• 課題:
不二道についての文書によると、小谷三志が「富士講中興の祖」といわれるのはなぜですか。当時の富士講の活動と比べて、一、二文で説明してください。

• 文書の抜粋:
不二道

 江戸時代、男に対する女の優位と尊重を説き、記録上初めての富士山女人登頂を行った宗教組織がありました。

 「富士講」は、原始・古代以来の富士山信仰を背景に、江戸時代に成立し、全国的に盛んになった民間宗教です。

 戦国時代の行者角行藤仏(かくぎょうとうぶつ)が開祖とされますが、江戸時代中頃の享保18年(1733)、食行身禄(じきぎょうみろく)という行者が、当時の政治体制を批判し、富士山で断食入定(にゅうじょう)したことをきっかけに爆発的な富士講ブームが起こりました。そして、江戸時代の後半には、江戸を中心に「富士講八百八講」と呼ばれるほどの隆盛を極めました。
 この食行の後継者はいくつかの道統に分かれましたが、その一つが小谷三志に受け継がれ、「不二道」という宗教組織が創始されました。
 当時の富士講の活動は、形式的な富士登山や線香をたいて吉凶を占ったり、病気治しを行う、現世利益的な加持祈祷を中心とするものでしたが、小谷三志は、加持祈祷を廃し、食行の教理を体系化し思想ではなく生活の実践として改革した富士講中興の祖といわれています。弟子には、公家・武士から農民、職人、町人など、あらゆる身分階層の人々が含まれ、その数は5万人ともいわれています。また、三志の教えは、二宮尊徳の報徳思想にも影響を与えています。

 この教理の中心は、理想世「みろくの御世」の到来です。

 食行によれば、この世界の寿命は、48000年余りとされ、「元のちちはは様の世」「神代」「みろくの御世」の三つの世から成り立っています。
 「元のちちはは様の世」とは、元の父母(造物主)が支配する世で、この世ができてから日本の国ができるまでの6000年、「神代」は、元の父母に支配を委ねられた天照大神の世で、元禄元年までの12000年、「みろくの御世」は元の父母の御子である仙元大菩薩が支配する世で、元禄元年以降この世が続くかぎりで、30000年とされています。

 「元のちちはは様の世」では、元の父母から生まれた男女5人ずつを祖として、人間が増え地上に拡がって「なんばの京」が創建されます。この世は、元の父母の庇護の下にあって善悪未分の世です。

• データ:

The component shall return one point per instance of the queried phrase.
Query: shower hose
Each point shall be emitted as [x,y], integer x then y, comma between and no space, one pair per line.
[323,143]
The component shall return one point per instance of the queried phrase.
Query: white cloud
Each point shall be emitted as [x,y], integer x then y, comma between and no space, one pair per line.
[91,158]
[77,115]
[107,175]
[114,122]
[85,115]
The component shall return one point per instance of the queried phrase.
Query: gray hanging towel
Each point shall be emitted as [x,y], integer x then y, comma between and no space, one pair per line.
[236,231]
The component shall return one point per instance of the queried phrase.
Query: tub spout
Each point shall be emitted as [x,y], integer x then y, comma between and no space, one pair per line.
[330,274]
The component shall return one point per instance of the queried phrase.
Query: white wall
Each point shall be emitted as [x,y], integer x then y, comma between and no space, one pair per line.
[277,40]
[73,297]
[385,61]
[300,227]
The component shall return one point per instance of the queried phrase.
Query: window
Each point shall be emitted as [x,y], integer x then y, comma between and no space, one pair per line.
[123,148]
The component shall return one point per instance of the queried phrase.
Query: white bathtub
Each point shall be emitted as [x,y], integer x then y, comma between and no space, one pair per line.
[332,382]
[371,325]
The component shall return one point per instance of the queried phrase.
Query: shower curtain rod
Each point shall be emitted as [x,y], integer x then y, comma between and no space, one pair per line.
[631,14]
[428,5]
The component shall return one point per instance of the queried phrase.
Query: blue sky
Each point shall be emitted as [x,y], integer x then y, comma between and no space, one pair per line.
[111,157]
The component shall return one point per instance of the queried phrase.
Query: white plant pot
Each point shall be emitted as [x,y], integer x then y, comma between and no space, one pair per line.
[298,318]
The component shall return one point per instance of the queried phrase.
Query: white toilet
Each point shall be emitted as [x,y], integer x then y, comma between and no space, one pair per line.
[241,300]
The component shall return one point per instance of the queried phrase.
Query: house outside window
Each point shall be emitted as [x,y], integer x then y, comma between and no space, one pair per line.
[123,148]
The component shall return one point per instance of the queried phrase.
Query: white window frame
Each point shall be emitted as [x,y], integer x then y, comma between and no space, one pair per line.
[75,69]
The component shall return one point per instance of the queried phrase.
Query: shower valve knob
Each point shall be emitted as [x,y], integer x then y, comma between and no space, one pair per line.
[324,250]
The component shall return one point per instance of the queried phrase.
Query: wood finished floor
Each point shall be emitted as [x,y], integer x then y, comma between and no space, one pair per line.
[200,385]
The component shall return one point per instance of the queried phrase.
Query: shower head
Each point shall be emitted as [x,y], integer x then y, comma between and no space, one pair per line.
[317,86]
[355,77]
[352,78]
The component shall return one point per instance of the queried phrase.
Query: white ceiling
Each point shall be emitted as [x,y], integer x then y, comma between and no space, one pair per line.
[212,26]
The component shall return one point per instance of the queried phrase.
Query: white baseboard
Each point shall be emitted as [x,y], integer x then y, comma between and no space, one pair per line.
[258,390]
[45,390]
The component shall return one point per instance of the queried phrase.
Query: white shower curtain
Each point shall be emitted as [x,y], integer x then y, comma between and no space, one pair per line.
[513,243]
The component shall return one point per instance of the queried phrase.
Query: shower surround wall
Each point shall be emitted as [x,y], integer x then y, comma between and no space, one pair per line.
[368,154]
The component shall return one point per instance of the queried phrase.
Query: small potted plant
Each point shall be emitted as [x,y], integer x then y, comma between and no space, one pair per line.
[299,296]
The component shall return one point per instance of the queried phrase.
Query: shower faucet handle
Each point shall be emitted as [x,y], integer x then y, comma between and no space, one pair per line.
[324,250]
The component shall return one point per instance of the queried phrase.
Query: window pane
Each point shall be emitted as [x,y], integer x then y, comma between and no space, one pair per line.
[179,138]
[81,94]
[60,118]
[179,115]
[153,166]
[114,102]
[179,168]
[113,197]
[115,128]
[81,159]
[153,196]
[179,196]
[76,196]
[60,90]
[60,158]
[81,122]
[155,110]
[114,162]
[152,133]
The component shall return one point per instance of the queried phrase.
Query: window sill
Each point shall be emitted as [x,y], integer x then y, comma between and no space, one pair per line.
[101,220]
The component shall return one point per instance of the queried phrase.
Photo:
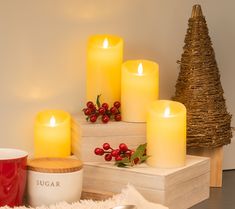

• 解答:
当時の富士講の活動は、形式的な富士登山や、線香をたいての吉凶占い、病気治しといった現世利益的な加持祈祷が中心でした。小谷三志はその加持祈祷を廃し、食行の教理を体系化して、思想ではなく生活の実践として改革したため、そう呼ばれています。